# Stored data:
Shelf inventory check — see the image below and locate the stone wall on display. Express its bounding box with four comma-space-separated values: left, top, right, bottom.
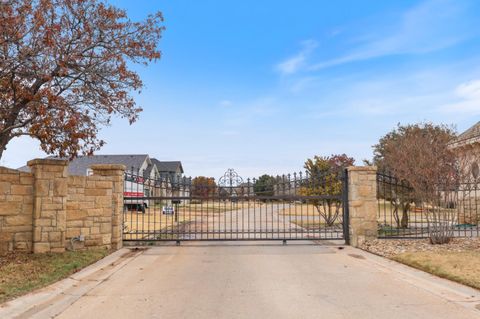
0, 167, 34, 252
66, 164, 124, 250
0, 159, 125, 254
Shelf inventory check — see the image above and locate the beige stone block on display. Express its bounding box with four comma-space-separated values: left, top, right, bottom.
11, 185, 33, 195
67, 176, 86, 187
23, 196, 33, 205
85, 188, 110, 196
0, 231, 12, 241
79, 202, 95, 210
35, 219, 53, 227
95, 181, 113, 189
6, 195, 24, 202
49, 231, 62, 242
68, 210, 88, 220
35, 180, 51, 196
87, 208, 104, 217
90, 226, 100, 235
0, 182, 10, 194
67, 202, 80, 210
40, 210, 57, 219
14, 241, 29, 251
50, 247, 66, 253
33, 242, 50, 253
41, 232, 49, 242
41, 202, 64, 211
0, 202, 21, 215
5, 214, 31, 226
95, 197, 111, 207
102, 208, 113, 217
102, 234, 111, 245
53, 179, 68, 196
67, 220, 84, 227
100, 222, 111, 234
66, 228, 81, 238
357, 185, 374, 198
0, 174, 20, 183
20, 176, 33, 185
86, 181, 96, 188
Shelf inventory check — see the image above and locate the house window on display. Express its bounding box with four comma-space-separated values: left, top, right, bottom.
472, 162, 479, 179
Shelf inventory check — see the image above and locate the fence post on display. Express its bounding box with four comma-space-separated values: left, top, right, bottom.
90, 164, 126, 250
347, 166, 378, 247
28, 159, 69, 253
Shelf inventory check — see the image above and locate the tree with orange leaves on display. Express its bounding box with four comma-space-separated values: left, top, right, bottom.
0, 0, 164, 159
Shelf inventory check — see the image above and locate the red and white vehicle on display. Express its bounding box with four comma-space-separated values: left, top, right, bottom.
124, 175, 150, 213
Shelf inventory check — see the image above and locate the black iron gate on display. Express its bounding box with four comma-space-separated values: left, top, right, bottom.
123, 169, 349, 243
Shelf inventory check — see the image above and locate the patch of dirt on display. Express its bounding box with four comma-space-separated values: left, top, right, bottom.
360, 237, 480, 258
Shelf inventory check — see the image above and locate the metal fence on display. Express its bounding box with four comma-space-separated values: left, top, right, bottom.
123, 169, 349, 242
377, 171, 480, 238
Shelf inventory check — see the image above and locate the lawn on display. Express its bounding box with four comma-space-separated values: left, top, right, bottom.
123, 211, 192, 240
290, 219, 343, 230
393, 251, 480, 290
0, 249, 109, 304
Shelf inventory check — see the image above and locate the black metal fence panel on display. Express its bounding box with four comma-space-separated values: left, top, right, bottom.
377, 171, 480, 238
123, 169, 348, 242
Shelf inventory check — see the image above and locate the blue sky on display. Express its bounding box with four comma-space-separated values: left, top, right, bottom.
3, 0, 480, 178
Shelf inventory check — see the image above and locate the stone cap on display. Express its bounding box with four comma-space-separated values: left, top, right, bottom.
90, 164, 126, 171
347, 166, 377, 172
27, 158, 69, 167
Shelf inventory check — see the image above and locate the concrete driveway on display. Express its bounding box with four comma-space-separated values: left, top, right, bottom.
1, 242, 480, 319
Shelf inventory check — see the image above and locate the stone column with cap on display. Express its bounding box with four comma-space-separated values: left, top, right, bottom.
90, 164, 126, 249
28, 158, 69, 253
347, 166, 378, 247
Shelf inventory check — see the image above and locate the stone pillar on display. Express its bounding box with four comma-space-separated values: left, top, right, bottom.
91, 164, 125, 250
28, 159, 69, 253
347, 166, 378, 247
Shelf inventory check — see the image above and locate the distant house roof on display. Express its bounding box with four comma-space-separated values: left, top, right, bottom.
450, 121, 480, 149
151, 158, 184, 174
18, 154, 149, 175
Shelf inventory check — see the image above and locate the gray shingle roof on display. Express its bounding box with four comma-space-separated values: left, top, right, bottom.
18, 154, 149, 175
151, 158, 183, 174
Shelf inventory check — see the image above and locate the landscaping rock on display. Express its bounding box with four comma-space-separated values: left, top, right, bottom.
360, 237, 480, 258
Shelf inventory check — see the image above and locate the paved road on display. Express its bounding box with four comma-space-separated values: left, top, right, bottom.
2, 242, 480, 319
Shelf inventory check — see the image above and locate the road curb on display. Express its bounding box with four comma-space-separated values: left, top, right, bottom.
0, 248, 146, 319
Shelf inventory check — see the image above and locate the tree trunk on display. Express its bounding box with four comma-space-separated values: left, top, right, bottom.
0, 134, 10, 161
400, 203, 410, 228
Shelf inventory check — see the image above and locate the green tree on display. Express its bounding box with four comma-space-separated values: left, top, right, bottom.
191, 176, 216, 199
253, 174, 276, 197
300, 154, 354, 226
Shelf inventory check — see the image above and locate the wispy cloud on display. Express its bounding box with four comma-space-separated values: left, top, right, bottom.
309, 0, 475, 70
275, 40, 318, 75
440, 80, 480, 114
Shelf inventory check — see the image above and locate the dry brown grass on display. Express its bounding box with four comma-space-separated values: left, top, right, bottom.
123, 211, 192, 240
0, 249, 109, 304
393, 251, 480, 290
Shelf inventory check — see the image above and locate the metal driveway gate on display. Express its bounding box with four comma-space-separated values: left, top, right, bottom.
123, 169, 349, 243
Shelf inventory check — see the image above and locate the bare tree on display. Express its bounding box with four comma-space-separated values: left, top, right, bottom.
374, 123, 459, 244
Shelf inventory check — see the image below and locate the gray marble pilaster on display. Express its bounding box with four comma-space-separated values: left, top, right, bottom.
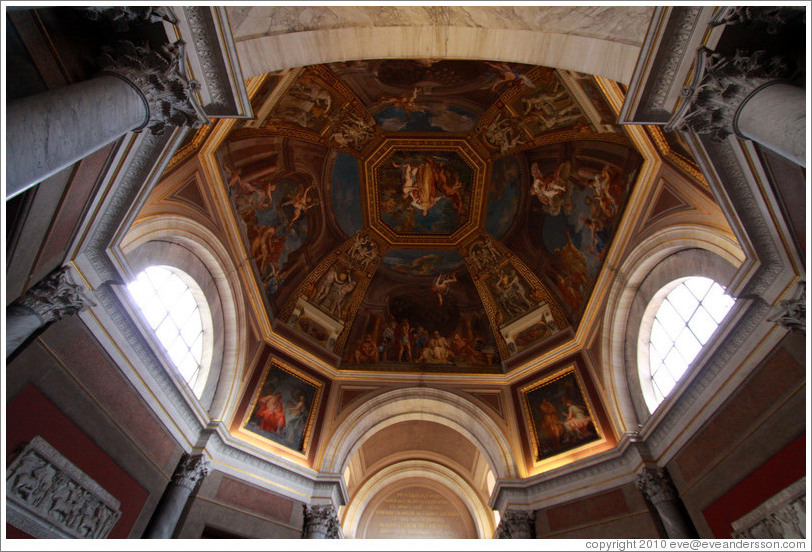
142, 454, 210, 539
636, 467, 695, 539
6, 266, 95, 357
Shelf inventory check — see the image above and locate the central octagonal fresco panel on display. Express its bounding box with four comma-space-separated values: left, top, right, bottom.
365, 139, 485, 247
379, 150, 472, 234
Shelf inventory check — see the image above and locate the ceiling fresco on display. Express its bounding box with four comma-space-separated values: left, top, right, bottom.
215, 59, 643, 374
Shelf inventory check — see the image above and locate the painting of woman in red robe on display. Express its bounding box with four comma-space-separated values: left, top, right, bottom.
256, 392, 286, 434
244, 362, 321, 453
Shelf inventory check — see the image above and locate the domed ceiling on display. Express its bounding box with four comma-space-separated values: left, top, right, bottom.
214, 59, 643, 374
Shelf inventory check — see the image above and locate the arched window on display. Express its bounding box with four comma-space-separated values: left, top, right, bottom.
127, 265, 213, 397
638, 276, 735, 412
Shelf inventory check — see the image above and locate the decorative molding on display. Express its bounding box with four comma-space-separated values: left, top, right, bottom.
170, 6, 252, 119
647, 6, 704, 113
494, 509, 535, 539
100, 40, 209, 135
732, 477, 806, 539
6, 436, 121, 539
12, 266, 95, 325
82, 131, 174, 284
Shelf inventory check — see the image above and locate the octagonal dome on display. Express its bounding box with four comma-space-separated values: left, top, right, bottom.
213, 59, 643, 374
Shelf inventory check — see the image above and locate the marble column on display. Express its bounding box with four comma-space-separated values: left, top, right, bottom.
494, 509, 535, 539
6, 266, 95, 357
142, 454, 210, 539
636, 467, 695, 539
6, 40, 207, 199
666, 48, 805, 167
302, 504, 340, 539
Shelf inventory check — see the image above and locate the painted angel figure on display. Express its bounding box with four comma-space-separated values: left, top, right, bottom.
431, 271, 458, 306
530, 161, 570, 215
281, 184, 317, 228
484, 61, 536, 91
381, 86, 429, 114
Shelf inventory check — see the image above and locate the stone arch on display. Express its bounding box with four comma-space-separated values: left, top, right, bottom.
321, 387, 518, 479
601, 224, 745, 431
233, 12, 649, 83
342, 459, 495, 539
121, 214, 247, 421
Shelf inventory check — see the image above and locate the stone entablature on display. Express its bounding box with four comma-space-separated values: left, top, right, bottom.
6, 436, 122, 539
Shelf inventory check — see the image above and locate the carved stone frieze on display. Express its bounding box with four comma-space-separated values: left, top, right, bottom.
494, 509, 535, 539
635, 467, 678, 505
6, 436, 121, 539
303, 504, 340, 538
12, 266, 95, 324
732, 478, 806, 538
183, 7, 232, 114
100, 40, 209, 135
666, 48, 790, 141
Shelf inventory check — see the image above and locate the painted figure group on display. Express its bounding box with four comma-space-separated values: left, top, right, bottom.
393, 156, 466, 217
353, 319, 493, 366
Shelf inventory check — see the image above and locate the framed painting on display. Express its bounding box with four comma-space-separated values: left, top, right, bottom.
241, 360, 322, 454
520, 365, 601, 461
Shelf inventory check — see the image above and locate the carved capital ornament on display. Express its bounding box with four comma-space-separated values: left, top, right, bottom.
666, 48, 790, 141
100, 40, 209, 135
635, 467, 678, 505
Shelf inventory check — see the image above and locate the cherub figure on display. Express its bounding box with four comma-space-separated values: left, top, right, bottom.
281, 184, 317, 228
381, 87, 429, 114
431, 271, 458, 306
530, 161, 570, 215
484, 61, 536, 91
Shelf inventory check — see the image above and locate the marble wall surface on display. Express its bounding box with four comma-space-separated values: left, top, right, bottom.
227, 6, 654, 83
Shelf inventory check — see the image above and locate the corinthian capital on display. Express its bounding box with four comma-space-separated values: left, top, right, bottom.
170, 454, 210, 490
13, 266, 94, 325
666, 48, 790, 141
494, 509, 535, 539
100, 40, 209, 135
636, 467, 678, 505
303, 504, 340, 538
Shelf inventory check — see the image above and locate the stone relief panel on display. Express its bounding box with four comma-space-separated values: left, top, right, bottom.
6, 436, 122, 539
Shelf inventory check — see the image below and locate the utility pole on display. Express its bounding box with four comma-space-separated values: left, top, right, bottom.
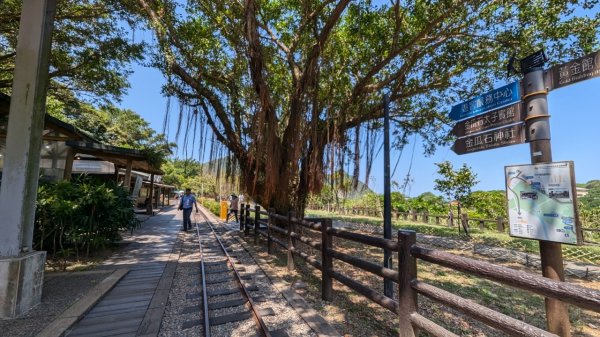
521, 52, 571, 336
383, 94, 393, 298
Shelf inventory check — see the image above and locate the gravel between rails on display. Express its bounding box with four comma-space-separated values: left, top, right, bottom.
222, 236, 317, 337
158, 211, 317, 337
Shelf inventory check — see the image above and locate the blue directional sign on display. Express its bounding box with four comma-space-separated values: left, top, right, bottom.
449, 81, 520, 121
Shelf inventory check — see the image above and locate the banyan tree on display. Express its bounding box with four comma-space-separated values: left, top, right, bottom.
131, 0, 599, 214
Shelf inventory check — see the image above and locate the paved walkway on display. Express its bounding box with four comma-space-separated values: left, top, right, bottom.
66, 206, 183, 337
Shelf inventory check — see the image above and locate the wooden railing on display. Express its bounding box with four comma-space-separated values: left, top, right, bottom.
307, 204, 506, 231
240, 203, 600, 336
308, 205, 600, 243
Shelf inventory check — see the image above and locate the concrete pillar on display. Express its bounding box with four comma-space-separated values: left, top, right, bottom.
146, 173, 154, 215
123, 159, 133, 192
0, 0, 56, 318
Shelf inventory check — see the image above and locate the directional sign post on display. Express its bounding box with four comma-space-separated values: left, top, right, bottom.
447, 49, 600, 335
451, 123, 525, 155
449, 81, 520, 121
550, 50, 600, 89
451, 103, 522, 138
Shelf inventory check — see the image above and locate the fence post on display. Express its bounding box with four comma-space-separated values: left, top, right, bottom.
244, 204, 251, 236
240, 203, 245, 231
411, 210, 417, 222
479, 220, 485, 230
403, 212, 408, 221
423, 211, 429, 224
447, 212, 454, 227
254, 205, 260, 244
267, 208, 274, 254
496, 217, 505, 232
321, 219, 333, 301
461, 213, 469, 231
287, 211, 295, 271
435, 215, 440, 225
398, 230, 418, 337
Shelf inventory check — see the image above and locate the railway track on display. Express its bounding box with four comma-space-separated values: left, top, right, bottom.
158, 207, 316, 337
191, 208, 275, 337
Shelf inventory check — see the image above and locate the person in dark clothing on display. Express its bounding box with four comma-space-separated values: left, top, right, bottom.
226, 194, 239, 223
178, 188, 198, 231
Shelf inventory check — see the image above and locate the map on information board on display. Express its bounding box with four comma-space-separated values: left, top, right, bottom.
504, 161, 581, 245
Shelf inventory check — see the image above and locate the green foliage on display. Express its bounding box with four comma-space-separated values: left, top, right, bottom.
580, 180, 600, 209
161, 159, 217, 196
199, 198, 220, 217
133, 0, 600, 211
349, 191, 381, 210
408, 192, 446, 214
434, 161, 479, 205
0, 0, 144, 103
34, 177, 139, 261
463, 190, 507, 219
577, 180, 600, 243
391, 192, 409, 212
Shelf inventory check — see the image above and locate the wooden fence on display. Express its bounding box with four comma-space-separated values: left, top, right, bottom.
240, 203, 600, 336
308, 204, 506, 231
308, 205, 600, 243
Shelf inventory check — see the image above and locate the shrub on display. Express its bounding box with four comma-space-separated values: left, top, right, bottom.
34, 177, 139, 259
200, 197, 221, 217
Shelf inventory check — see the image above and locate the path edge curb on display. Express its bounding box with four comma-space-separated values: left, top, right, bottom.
35, 268, 129, 337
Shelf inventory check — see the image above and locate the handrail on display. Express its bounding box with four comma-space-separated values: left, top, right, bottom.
411, 280, 557, 336
410, 245, 600, 312
236, 207, 600, 337
327, 248, 398, 281
327, 227, 398, 251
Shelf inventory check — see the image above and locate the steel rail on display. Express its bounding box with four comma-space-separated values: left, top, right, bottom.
195, 208, 272, 337
193, 213, 211, 337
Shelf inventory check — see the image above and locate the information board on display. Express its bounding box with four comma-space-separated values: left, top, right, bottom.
504, 161, 581, 245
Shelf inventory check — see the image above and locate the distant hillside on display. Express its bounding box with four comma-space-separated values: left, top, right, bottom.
345, 179, 374, 199
321, 174, 374, 200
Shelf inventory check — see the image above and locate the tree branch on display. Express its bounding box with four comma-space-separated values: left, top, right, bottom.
351, 3, 459, 100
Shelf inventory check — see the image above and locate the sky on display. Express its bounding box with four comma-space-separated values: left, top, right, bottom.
117, 26, 600, 199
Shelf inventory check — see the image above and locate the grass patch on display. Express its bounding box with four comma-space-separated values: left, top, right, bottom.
307, 209, 600, 264
240, 216, 600, 336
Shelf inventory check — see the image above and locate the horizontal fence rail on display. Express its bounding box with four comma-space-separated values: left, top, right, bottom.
238, 203, 600, 336
307, 204, 600, 244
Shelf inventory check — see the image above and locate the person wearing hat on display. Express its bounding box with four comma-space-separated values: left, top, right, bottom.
226, 194, 239, 223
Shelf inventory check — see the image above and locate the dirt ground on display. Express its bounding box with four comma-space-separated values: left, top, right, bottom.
238, 226, 600, 337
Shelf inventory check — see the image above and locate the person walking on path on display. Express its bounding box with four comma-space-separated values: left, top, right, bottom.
226, 194, 239, 223
178, 188, 198, 231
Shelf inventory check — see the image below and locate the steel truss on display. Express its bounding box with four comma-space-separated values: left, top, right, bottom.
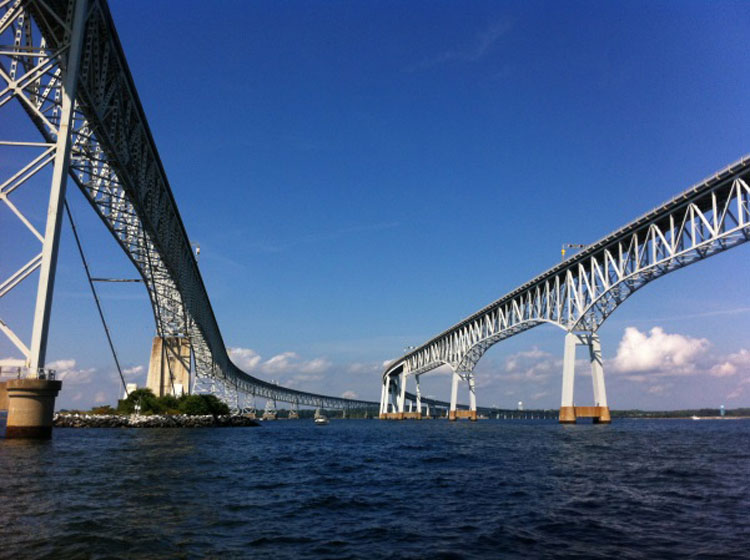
385, 157, 750, 383
0, 0, 377, 410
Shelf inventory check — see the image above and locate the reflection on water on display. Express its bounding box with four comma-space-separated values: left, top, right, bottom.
1, 419, 749, 558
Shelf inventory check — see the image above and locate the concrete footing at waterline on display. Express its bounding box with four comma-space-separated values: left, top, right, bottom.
380, 412, 423, 420
0, 381, 8, 411
559, 405, 611, 424
4, 379, 62, 439
449, 409, 478, 421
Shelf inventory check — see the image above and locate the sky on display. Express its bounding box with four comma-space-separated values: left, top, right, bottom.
2, 0, 750, 411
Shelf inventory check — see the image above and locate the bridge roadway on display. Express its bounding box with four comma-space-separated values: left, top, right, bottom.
382, 156, 750, 421
0, 0, 377, 410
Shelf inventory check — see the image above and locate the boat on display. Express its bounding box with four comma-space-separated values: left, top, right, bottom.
314, 408, 329, 425
691, 415, 700, 420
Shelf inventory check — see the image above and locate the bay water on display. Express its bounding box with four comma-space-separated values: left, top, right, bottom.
1, 417, 748, 559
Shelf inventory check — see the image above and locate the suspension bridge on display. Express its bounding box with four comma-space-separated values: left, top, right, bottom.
1, 0, 748, 438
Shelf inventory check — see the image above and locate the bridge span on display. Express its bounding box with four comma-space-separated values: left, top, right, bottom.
0, 0, 378, 437
381, 156, 750, 423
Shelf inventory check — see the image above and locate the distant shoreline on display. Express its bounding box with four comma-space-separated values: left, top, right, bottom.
626, 416, 750, 420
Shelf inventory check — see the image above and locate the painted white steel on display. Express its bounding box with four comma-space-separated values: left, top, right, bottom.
1, 0, 378, 410
560, 332, 577, 408
385, 160, 750, 387
28, 0, 89, 374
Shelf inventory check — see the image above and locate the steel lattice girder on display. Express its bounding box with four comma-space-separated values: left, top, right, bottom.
385, 157, 750, 381
1, 0, 377, 410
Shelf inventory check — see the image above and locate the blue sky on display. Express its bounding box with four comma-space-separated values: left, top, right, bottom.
2, 0, 750, 410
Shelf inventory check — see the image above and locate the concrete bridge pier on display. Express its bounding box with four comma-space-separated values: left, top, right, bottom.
146, 336, 191, 397
559, 332, 610, 424
380, 370, 423, 419
4, 378, 62, 439
449, 370, 477, 421
379, 373, 400, 418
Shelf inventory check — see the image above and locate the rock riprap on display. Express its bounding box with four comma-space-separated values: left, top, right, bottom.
53, 413, 260, 428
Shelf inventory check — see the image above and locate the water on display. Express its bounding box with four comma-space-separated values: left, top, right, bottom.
1, 418, 748, 559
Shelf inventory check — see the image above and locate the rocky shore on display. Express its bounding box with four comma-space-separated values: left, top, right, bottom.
53, 413, 260, 428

# What is being asked:
Nothing should appear in the output except the lines from the one with "locate the water" through the end of the records above, copied exactly.

# Answer for this exercise:
Shelf inventory check — see the image above and locate the water on display. Express its bounding box with four comma-space-separated values: left, top, right, bottom.
1, 418, 748, 559
Shelf inventory check — see the image above and locate the rocky shore on display. Express its bounding box with four comma-space-separated values: left, top, right, bottom.
53, 413, 260, 428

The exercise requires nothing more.